#### [Text shown]
## begin

# which hitching system?



## kevinshorses (Aug 15, 2009)

i wouldn't use any special tow system. I have pulled much larger trailers with my 3/4 ton truck and all I have is a reciever hitch. I don't even have a brake controller many times but as long as you don't drive it like you stole it you should be fine.


----------



## Indyhorse (Dec 3, 2009)

Really watch your max rating because there are parts of the country they will pull you over and make you unload if they think you are over gross weight. Remember, the curb weight of the vehicle, and all your gear in it, counts towards that total. I wouldn't think of pulling without a brake controller, but then I pull a massive trailer (41 ft long GN steel trailer, 4H slant in the back and 26 ft of LQ, it's nearly 10,000 lbs by itself). I use a Tekonsha Voyager brake controller, it's good for anywhere from 1 up to 8 brakes (4 axles) and is inertia activated. With that massive trailer behind me I still come to a stop smooth as can be as if there is nothing behind me. Been very happy with it. As with any towing, make sure you service your brakes and transmission on a regular basis.


----------



## Mingiz (Jan 29, 2009)

You should be fine..Just get the controller.I have towed without one but it's a good thing to have in an emergency situation.....:wink:


----------



## my2geldings (Feb 18, 2008)

As long as you drive with the trailer in mind, it really shouldn't be an issue. All you're carrying is a little arab with some tack so I really don't see it being an issue. If you were trailering a much larger horse then maybe but I think you should be fine and I wouldn't worry about it.


----------

## end

#### [Stated problem A]
Which usernames post in the towing thread?
The towing thread and the records after it are unrelated.

#### [Task input]
## begin

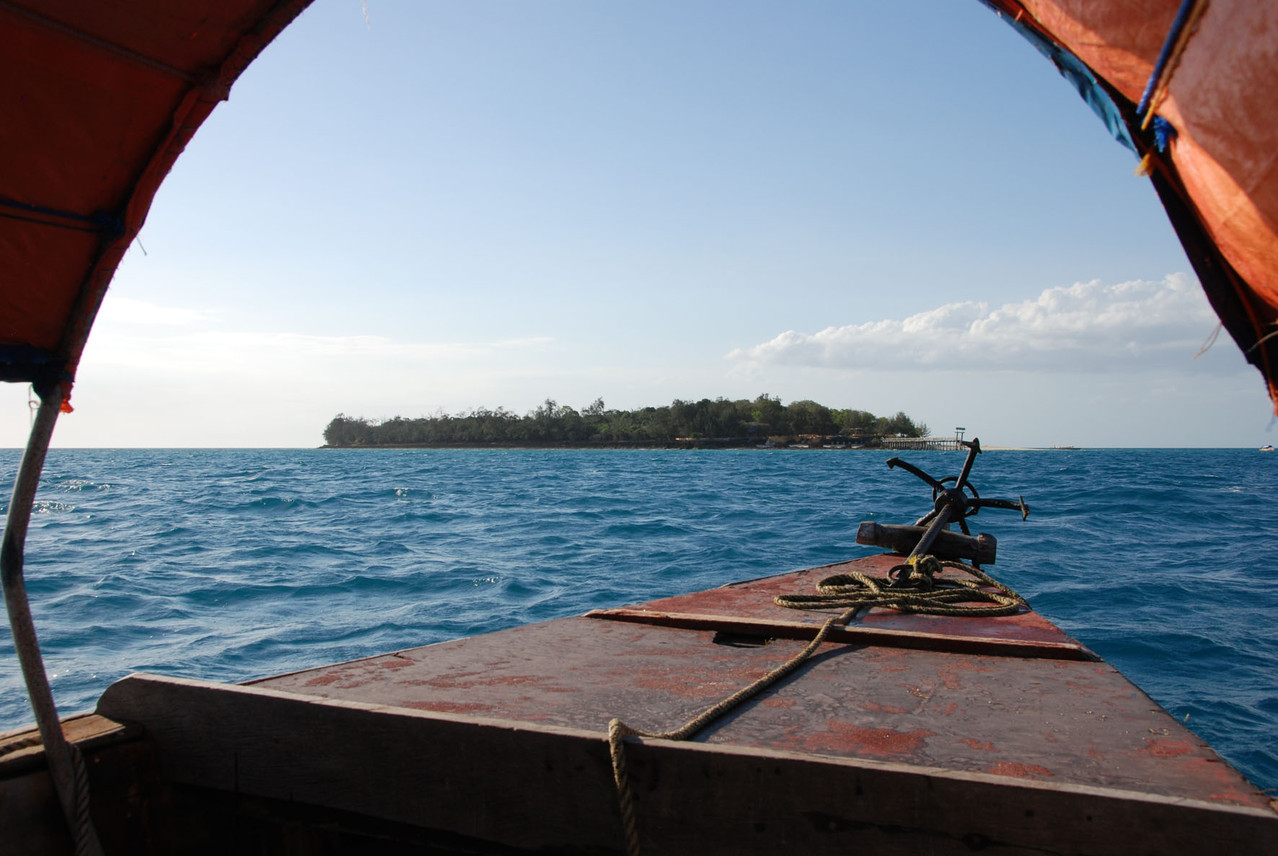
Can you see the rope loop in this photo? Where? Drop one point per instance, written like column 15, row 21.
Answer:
column 914, row 588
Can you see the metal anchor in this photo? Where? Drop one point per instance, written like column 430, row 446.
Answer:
column 954, row 500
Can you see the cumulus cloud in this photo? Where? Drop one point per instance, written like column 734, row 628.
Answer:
column 1084, row 327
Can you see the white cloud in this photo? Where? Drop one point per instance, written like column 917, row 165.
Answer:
column 1084, row 327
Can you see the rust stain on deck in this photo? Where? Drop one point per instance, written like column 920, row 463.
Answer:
column 868, row 742
column 1020, row 771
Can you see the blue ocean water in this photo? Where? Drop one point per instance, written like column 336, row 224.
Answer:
column 231, row 564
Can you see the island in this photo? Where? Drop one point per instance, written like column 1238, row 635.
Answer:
column 718, row 423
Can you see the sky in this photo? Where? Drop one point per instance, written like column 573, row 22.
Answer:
column 409, row 207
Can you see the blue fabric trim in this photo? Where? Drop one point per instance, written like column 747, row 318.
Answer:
column 1079, row 76
column 1163, row 55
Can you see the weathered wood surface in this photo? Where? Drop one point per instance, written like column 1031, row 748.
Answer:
column 1051, row 719
column 128, row 801
column 753, row 601
column 550, row 787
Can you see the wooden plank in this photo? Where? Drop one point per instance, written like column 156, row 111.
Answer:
column 867, row 635
column 547, row 787
column 127, row 801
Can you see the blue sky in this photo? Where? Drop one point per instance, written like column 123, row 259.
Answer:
column 417, row 206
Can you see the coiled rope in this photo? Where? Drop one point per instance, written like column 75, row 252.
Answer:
column 910, row 587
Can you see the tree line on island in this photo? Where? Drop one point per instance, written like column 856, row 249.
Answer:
column 718, row 422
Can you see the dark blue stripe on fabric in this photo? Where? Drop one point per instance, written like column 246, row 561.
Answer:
column 1163, row 55
column 1080, row 76
column 100, row 220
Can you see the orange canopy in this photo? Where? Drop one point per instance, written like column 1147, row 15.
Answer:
column 100, row 97
column 1216, row 91
column 99, row 100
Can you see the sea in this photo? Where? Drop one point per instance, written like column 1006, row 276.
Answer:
column 237, row 564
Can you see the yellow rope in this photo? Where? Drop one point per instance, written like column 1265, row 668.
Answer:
column 918, row 593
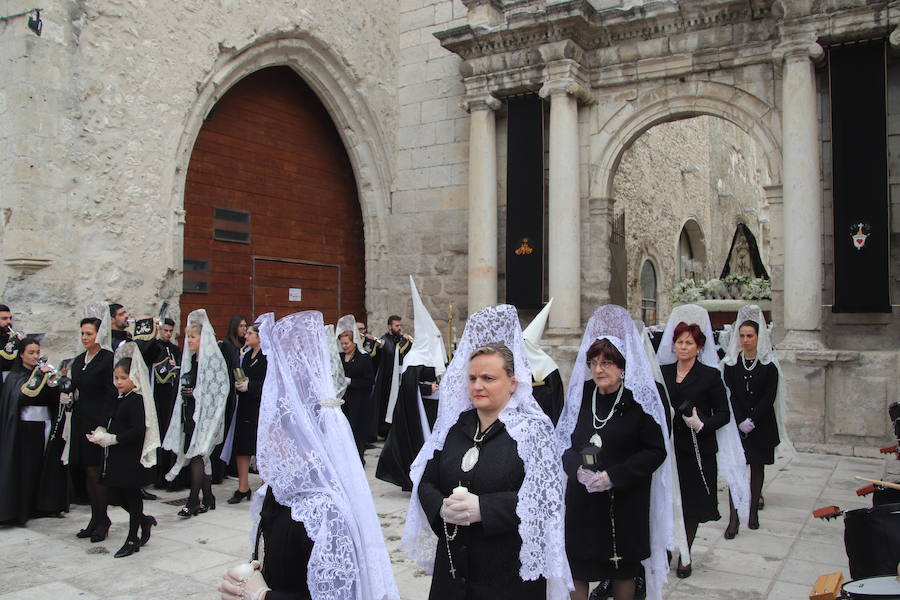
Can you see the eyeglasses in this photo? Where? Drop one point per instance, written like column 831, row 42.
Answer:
column 603, row 364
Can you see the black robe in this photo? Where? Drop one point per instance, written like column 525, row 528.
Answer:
column 753, row 397
column 93, row 404
column 633, row 448
column 287, row 551
column 485, row 554
column 702, row 388
column 122, row 466
column 406, row 437
column 32, row 480
column 550, row 395
column 358, row 396
column 384, row 356
column 247, row 415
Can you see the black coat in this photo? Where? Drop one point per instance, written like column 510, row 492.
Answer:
column 753, row 397
column 485, row 554
column 702, row 388
column 254, row 368
column 31, row 482
column 633, row 448
column 287, row 551
column 93, row 405
column 550, row 395
column 122, row 467
column 406, row 437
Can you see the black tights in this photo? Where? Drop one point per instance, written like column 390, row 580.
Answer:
column 134, row 505
column 199, row 481
column 757, row 478
column 97, row 495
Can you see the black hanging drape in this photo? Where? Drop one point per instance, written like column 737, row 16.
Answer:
column 860, row 187
column 525, row 202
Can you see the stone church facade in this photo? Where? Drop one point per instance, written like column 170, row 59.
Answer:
column 101, row 115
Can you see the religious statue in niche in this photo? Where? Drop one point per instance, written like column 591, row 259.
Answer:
column 524, row 249
column 859, row 233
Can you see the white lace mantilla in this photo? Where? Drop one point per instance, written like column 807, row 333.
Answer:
column 541, row 502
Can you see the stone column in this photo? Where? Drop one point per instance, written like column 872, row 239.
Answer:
column 564, row 231
column 802, row 189
column 482, row 201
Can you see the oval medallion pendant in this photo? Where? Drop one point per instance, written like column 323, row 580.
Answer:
column 470, row 459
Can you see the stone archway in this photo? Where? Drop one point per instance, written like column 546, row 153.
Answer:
column 327, row 75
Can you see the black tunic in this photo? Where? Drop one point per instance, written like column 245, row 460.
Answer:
column 385, row 371
column 702, row 388
column 633, row 448
column 550, row 395
column 122, row 465
column 485, row 554
column 358, row 396
column 287, row 551
column 753, row 397
column 247, row 415
column 93, row 405
column 31, row 482
column 406, row 437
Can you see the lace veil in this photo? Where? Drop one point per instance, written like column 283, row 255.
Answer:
column 210, row 392
column 141, row 379
column 334, row 353
column 614, row 324
column 306, row 454
column 730, row 458
column 765, row 352
column 541, row 502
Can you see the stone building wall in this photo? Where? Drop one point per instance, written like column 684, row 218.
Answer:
column 702, row 168
column 95, row 112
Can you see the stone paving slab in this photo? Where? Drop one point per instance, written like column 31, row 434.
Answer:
column 186, row 558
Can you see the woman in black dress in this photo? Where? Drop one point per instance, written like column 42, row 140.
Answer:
column 123, row 442
column 697, row 395
column 94, row 393
column 32, row 483
column 253, row 364
column 752, row 377
column 607, row 508
column 359, row 376
column 488, row 481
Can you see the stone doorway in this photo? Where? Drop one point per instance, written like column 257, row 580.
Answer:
column 269, row 176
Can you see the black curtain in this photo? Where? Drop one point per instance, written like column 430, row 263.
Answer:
column 860, row 187
column 525, row 202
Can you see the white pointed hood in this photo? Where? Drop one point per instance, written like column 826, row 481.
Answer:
column 540, row 362
column 428, row 349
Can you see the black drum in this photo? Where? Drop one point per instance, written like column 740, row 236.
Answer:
column 872, row 540
column 883, row 588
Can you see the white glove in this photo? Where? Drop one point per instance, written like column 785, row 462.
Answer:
column 238, row 584
column 594, row 481
column 693, row 421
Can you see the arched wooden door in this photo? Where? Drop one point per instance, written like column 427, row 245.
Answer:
column 273, row 216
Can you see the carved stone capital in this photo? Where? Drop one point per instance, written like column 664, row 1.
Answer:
column 483, row 101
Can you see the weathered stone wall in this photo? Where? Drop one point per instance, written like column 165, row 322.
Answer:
column 96, row 112
column 702, row 168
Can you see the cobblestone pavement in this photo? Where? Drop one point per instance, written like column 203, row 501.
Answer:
column 185, row 559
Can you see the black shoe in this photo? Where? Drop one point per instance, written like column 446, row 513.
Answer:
column 238, row 496
column 732, row 530
column 100, row 531
column 129, row 548
column 146, row 523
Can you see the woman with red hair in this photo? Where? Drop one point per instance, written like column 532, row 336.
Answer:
column 700, row 406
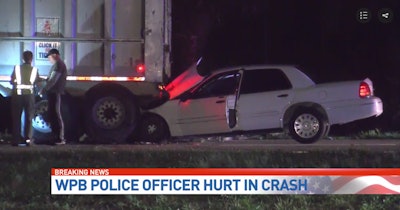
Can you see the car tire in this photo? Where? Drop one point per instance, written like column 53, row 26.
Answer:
column 111, row 116
column 71, row 113
column 307, row 126
column 153, row 128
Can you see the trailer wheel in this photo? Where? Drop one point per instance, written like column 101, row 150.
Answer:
column 307, row 126
column 71, row 117
column 153, row 128
column 111, row 116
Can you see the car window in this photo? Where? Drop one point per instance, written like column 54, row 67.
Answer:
column 264, row 80
column 220, row 85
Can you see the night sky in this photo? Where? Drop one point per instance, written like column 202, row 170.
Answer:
column 322, row 37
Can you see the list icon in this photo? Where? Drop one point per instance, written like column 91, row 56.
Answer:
column 363, row 15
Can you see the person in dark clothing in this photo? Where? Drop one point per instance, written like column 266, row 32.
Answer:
column 23, row 79
column 54, row 88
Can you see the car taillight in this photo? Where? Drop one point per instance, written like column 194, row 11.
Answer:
column 364, row 90
column 140, row 68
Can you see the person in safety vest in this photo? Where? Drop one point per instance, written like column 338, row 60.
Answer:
column 54, row 88
column 23, row 79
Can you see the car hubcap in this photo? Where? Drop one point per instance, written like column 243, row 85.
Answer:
column 151, row 129
column 38, row 122
column 109, row 113
column 306, row 126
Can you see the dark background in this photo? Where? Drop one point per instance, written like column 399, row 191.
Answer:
column 322, row 37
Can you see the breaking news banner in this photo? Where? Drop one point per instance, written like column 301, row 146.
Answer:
column 218, row 181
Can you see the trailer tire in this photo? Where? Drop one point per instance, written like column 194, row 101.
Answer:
column 111, row 116
column 71, row 116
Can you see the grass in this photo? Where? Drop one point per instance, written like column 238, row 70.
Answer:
column 26, row 178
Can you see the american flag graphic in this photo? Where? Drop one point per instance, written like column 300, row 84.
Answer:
column 352, row 185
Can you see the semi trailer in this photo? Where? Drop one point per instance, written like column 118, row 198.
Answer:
column 117, row 53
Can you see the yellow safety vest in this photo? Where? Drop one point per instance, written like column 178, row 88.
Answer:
column 22, row 84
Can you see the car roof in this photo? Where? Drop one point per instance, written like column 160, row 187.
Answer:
column 254, row 67
column 296, row 76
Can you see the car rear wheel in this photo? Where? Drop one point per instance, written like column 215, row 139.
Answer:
column 111, row 117
column 153, row 129
column 307, row 126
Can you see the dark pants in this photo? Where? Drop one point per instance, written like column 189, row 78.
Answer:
column 54, row 115
column 22, row 103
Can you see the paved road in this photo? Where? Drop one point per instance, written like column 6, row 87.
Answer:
column 285, row 145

## end

#### [Stated problem B]
Could you format the records from the line with "Can you see the stone paving" up to and including the line with "column 186, row 558" as a Markdown table with the columns Row and Record line, leaving out blank lines?

#### [Complete answer A]
kevinshorses, Indyhorse, Mingiz, my2geldings

#### [Complete answer B]
| Row | Record line |
|---|---|
| 1 | Can you see the stone paving slab in this photo? Where? Drop one point per instance, written like column 31, row 434. |
| 2 | Answer: |
| 3 | column 186, row 558 |